_Stated exercise_
Show every line of the records below that contains the string "canopy".

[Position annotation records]
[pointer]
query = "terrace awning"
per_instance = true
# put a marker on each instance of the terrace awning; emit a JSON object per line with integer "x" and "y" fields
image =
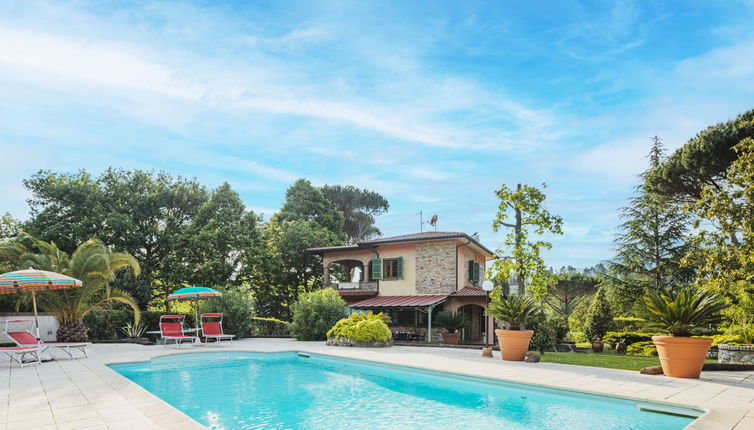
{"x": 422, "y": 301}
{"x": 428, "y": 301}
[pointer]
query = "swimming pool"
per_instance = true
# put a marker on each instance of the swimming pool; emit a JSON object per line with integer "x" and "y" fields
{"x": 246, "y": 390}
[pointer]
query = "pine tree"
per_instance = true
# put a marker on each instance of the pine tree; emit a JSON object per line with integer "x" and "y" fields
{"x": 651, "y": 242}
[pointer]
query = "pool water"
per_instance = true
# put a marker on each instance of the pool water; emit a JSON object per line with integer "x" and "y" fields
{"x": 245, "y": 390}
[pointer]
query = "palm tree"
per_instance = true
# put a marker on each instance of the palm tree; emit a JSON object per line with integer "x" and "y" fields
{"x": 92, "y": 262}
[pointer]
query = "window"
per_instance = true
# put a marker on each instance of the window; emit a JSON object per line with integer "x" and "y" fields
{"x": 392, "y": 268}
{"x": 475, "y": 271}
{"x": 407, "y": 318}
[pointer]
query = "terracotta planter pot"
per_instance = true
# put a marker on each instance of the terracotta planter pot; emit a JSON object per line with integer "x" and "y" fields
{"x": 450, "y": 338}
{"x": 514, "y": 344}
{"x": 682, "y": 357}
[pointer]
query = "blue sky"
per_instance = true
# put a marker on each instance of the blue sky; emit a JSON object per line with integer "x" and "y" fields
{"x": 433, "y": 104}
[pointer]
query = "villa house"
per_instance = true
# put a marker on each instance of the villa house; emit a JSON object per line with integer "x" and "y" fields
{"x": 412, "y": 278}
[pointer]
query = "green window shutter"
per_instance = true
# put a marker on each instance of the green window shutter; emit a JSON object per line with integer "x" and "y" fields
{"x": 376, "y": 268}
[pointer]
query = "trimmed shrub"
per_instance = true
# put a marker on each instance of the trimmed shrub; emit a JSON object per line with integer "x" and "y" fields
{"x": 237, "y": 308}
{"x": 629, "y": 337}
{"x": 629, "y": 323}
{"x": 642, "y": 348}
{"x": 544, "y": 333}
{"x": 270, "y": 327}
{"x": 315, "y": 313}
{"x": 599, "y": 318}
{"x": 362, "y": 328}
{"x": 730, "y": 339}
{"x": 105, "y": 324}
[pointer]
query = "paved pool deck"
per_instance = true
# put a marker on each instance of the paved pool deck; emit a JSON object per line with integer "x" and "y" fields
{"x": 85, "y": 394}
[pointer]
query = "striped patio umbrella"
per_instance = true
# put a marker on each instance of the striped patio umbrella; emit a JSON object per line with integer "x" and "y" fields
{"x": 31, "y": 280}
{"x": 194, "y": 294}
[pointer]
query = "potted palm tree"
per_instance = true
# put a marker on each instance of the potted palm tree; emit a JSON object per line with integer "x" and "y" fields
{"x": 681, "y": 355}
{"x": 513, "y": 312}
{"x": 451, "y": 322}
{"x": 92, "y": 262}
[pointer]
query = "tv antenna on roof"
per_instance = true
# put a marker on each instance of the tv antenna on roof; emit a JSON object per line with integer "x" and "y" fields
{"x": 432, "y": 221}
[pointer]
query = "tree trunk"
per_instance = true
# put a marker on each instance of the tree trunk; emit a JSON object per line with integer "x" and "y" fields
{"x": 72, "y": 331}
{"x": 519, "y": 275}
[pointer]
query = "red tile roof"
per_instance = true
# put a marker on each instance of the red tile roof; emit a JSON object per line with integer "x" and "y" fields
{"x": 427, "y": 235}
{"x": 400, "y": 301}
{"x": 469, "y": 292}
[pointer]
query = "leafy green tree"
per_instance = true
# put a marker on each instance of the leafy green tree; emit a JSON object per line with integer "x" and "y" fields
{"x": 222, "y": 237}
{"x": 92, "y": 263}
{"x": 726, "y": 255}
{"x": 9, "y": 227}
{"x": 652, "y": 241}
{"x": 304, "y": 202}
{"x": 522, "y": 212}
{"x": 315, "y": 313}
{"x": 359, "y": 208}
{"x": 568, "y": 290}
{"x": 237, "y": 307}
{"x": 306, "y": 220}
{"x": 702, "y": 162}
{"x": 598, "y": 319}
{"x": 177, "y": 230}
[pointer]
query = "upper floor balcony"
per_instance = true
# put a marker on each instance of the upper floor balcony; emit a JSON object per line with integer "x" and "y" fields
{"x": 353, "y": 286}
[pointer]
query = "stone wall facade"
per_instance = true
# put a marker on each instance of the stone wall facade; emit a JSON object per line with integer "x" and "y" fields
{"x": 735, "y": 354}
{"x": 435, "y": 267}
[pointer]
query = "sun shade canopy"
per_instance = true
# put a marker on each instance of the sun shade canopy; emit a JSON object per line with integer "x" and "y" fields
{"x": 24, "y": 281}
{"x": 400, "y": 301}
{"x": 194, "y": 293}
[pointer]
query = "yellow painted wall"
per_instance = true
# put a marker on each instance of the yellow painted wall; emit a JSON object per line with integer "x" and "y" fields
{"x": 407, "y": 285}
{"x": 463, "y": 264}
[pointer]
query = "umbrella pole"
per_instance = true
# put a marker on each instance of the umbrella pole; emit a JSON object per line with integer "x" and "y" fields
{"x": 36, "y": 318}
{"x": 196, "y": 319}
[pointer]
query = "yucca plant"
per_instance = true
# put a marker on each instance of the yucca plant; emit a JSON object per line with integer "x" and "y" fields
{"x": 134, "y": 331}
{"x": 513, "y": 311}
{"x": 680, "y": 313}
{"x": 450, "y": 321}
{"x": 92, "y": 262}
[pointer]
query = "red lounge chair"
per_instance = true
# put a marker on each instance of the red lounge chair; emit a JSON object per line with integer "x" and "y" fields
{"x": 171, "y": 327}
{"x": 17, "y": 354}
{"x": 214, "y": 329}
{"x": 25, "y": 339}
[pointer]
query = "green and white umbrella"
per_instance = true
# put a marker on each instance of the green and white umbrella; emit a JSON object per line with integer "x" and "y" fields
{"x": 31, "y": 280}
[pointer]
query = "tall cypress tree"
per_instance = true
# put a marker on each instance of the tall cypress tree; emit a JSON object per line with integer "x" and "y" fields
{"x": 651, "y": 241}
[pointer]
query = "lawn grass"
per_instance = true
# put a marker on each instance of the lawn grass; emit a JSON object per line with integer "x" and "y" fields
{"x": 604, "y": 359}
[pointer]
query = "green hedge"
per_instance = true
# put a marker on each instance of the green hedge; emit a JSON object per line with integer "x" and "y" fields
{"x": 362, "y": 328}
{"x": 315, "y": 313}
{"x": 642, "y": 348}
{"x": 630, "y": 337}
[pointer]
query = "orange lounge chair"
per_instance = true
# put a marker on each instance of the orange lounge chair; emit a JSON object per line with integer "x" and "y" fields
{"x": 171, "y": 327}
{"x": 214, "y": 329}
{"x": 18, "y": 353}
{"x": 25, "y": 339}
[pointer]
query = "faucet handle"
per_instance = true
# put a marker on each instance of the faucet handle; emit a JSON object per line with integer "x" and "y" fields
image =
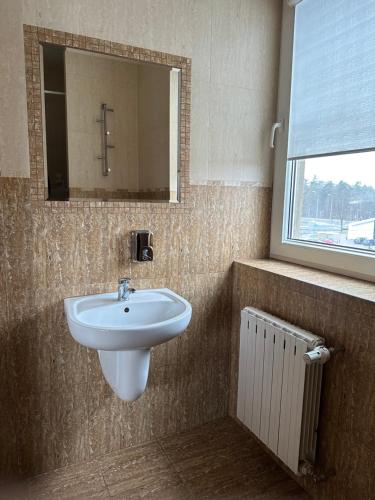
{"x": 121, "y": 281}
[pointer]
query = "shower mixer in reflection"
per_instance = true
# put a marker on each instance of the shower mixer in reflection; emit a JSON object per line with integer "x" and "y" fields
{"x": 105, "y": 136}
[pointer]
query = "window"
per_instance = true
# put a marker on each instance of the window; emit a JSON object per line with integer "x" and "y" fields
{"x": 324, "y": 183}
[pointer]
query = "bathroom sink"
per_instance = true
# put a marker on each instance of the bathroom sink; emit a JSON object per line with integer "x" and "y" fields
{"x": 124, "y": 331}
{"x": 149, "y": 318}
...
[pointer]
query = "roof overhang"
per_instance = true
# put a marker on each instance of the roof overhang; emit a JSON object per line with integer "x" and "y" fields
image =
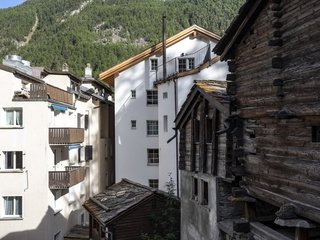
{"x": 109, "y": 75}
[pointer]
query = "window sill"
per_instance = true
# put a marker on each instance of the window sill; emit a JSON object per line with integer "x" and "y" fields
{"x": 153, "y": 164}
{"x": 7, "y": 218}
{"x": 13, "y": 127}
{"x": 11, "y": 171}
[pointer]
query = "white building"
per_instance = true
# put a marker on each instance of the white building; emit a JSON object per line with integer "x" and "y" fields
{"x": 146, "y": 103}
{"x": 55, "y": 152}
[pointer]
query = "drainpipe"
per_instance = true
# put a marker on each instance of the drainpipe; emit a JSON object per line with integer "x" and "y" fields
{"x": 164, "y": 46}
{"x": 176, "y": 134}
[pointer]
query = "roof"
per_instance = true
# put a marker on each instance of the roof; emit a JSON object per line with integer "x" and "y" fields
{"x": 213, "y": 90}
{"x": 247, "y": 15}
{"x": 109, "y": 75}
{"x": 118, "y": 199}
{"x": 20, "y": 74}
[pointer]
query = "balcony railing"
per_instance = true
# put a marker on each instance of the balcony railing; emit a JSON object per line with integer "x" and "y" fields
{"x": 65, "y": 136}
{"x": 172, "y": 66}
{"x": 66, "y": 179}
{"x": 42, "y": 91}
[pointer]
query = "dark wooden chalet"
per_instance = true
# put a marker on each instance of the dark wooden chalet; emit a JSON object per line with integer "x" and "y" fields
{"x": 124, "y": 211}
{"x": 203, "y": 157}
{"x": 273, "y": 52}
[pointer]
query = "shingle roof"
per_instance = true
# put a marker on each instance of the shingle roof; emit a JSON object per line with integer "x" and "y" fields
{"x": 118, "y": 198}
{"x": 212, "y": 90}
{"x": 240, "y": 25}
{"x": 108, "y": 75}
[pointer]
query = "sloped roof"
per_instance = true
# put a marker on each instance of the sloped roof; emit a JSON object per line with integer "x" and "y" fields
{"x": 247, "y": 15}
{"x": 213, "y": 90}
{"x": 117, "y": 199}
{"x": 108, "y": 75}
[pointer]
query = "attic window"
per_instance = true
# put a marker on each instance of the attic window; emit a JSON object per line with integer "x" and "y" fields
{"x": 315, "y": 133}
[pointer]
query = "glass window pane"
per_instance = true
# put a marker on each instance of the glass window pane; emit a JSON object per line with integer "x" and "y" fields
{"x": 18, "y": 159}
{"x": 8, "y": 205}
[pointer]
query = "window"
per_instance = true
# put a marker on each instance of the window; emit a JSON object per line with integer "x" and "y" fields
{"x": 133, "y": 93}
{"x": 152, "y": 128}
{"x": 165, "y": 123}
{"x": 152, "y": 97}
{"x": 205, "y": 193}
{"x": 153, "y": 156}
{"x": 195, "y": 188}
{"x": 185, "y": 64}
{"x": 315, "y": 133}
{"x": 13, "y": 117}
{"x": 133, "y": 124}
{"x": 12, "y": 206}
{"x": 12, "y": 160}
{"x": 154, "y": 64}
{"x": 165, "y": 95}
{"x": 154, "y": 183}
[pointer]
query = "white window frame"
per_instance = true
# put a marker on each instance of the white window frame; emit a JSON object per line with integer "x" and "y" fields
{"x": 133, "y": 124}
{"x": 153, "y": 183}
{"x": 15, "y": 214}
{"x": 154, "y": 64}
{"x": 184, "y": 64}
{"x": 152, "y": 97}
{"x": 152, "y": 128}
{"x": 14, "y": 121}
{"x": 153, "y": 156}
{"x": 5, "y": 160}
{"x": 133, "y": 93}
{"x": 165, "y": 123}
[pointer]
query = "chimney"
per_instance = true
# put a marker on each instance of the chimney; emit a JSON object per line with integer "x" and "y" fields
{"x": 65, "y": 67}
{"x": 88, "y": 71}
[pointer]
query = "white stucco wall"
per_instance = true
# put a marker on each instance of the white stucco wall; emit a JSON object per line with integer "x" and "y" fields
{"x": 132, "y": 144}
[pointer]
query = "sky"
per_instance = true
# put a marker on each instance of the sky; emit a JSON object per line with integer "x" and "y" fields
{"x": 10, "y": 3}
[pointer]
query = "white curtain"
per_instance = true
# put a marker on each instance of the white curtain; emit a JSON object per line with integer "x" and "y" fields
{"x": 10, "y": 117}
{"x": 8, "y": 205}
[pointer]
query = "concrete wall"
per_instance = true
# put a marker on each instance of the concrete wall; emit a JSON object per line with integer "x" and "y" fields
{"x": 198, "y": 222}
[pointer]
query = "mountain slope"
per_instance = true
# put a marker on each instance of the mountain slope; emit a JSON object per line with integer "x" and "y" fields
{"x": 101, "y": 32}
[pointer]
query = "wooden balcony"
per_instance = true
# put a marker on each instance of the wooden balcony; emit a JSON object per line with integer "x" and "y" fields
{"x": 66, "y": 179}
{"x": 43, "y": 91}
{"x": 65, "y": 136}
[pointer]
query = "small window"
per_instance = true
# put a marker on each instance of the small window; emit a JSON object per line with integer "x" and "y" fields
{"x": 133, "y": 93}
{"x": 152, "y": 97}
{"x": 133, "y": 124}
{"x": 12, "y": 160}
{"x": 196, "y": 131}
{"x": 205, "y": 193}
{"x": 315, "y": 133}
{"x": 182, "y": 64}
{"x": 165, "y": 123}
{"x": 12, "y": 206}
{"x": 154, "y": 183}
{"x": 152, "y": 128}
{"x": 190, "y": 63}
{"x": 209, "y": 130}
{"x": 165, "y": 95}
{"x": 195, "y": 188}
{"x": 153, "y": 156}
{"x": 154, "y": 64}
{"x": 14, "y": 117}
---
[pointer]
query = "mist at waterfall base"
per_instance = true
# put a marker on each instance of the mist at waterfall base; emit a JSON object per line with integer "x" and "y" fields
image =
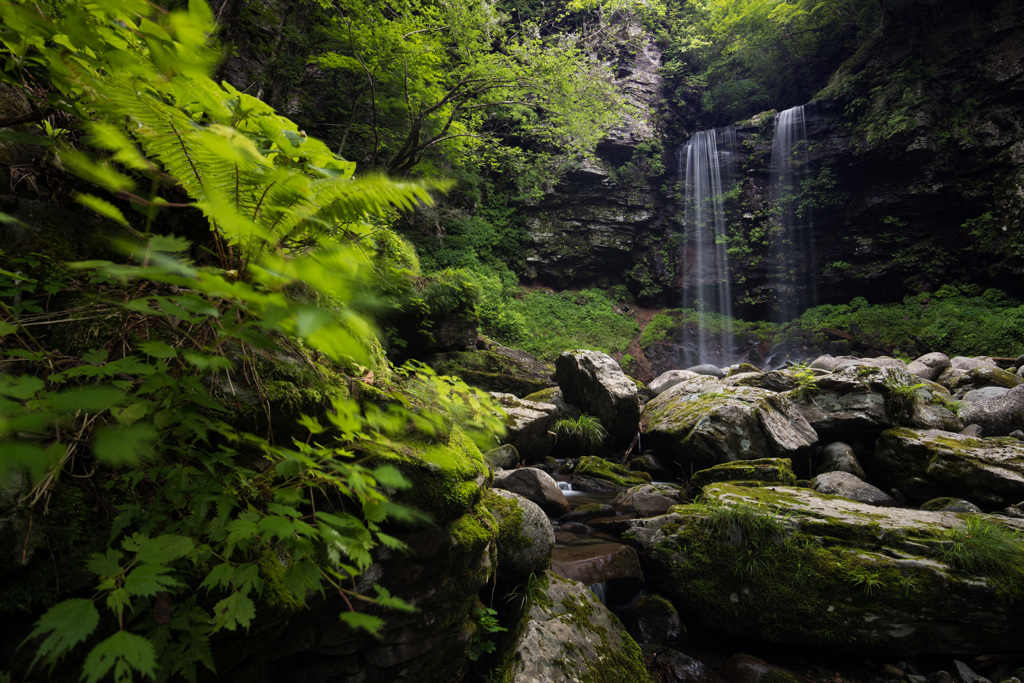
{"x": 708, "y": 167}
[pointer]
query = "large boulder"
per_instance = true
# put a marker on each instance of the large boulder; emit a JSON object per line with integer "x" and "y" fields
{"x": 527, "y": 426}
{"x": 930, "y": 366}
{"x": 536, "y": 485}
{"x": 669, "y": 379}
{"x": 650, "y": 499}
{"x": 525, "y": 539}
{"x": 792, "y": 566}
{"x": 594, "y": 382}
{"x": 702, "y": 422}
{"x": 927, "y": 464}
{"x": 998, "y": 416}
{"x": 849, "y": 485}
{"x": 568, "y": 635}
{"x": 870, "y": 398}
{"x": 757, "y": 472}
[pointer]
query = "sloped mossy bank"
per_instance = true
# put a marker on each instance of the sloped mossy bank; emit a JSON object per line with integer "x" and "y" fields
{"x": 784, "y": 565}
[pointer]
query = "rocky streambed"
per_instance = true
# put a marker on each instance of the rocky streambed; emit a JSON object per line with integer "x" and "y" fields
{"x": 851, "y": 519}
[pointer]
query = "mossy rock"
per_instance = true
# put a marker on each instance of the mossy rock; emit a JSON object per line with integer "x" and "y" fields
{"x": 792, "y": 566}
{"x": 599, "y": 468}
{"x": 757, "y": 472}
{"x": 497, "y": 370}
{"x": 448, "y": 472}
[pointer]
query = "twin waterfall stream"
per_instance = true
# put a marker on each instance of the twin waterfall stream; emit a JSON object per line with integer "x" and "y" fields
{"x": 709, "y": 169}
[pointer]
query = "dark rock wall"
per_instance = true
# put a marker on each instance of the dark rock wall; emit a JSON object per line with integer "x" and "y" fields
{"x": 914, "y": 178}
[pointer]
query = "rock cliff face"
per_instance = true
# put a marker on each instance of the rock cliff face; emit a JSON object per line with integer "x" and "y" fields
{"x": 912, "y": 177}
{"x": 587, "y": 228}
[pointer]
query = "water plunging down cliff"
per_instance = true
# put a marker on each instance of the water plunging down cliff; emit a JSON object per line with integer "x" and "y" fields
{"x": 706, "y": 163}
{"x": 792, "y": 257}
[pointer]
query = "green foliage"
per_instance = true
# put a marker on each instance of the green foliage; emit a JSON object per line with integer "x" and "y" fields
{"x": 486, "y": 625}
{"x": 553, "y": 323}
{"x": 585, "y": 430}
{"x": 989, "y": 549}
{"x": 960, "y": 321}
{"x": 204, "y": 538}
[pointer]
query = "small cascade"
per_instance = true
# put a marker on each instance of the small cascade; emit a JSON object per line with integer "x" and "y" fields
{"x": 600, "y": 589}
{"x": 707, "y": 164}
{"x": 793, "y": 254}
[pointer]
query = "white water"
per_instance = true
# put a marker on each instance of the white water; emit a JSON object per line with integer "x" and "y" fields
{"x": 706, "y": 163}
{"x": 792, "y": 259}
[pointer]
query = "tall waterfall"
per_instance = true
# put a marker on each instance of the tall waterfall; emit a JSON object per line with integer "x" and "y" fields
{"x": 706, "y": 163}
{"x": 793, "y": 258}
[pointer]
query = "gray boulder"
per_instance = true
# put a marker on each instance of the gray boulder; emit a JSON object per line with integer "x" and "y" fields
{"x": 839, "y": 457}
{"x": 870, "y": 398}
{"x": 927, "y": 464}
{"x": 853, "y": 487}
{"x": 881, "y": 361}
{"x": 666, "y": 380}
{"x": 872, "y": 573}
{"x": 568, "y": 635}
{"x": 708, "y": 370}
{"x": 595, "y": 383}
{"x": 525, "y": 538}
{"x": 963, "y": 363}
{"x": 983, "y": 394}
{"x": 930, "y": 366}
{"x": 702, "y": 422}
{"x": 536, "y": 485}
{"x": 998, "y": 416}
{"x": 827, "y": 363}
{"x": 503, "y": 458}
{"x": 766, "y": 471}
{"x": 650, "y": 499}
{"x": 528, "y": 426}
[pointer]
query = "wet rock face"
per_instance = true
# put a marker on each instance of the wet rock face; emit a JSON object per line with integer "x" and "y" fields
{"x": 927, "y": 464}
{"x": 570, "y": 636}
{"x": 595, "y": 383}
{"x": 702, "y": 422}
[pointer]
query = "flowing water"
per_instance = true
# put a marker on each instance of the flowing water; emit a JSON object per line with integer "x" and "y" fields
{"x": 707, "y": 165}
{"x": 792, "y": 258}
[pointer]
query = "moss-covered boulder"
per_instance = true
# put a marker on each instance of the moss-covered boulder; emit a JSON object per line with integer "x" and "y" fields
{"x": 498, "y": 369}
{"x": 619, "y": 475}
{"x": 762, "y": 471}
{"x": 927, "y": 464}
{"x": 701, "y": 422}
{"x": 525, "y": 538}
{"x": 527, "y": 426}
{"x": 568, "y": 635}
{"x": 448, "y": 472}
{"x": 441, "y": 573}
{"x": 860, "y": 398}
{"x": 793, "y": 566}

_Answer below_
query = "sun shade canopy"
# put a marker on each instance of the sun shade canopy; emit a JSON object per line with integer "x" and "y" fields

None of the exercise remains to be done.